BEGIN DATASET RECORDS
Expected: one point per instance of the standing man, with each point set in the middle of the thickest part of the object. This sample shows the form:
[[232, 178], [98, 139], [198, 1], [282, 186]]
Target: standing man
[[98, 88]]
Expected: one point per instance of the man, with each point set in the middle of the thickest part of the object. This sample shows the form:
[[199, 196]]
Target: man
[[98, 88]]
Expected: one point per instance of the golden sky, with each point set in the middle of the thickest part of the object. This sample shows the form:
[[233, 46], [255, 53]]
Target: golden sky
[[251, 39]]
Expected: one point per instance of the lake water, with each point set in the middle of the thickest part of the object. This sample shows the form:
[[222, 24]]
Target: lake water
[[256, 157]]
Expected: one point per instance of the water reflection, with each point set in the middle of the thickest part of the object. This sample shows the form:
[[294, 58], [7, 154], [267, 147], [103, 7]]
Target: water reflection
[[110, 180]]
END DATASET RECORDS
**PROBLEM DESCRIPTION:** Output as a JSON list of strings, one string per line, the lines of the listing above from the line with "Expected: one point per instance of the man, with" to the line with "[[251, 39]]", both included, skipping blank lines.

**FULL SOLUTION:**
[
  "Expected: one point per instance of the man, with each point set in the middle of the thickest part of the object. This sample shows the form:",
  "[[199, 196]]",
  "Target: man",
  "[[98, 88]]",
  "Expected: one point per instance of the golden sky, with each point set in the middle of the thickest part of the object. This sample shows the form:",
  "[[233, 46], [255, 53]]",
  "Target: golden sky",
  "[[251, 39]]"
]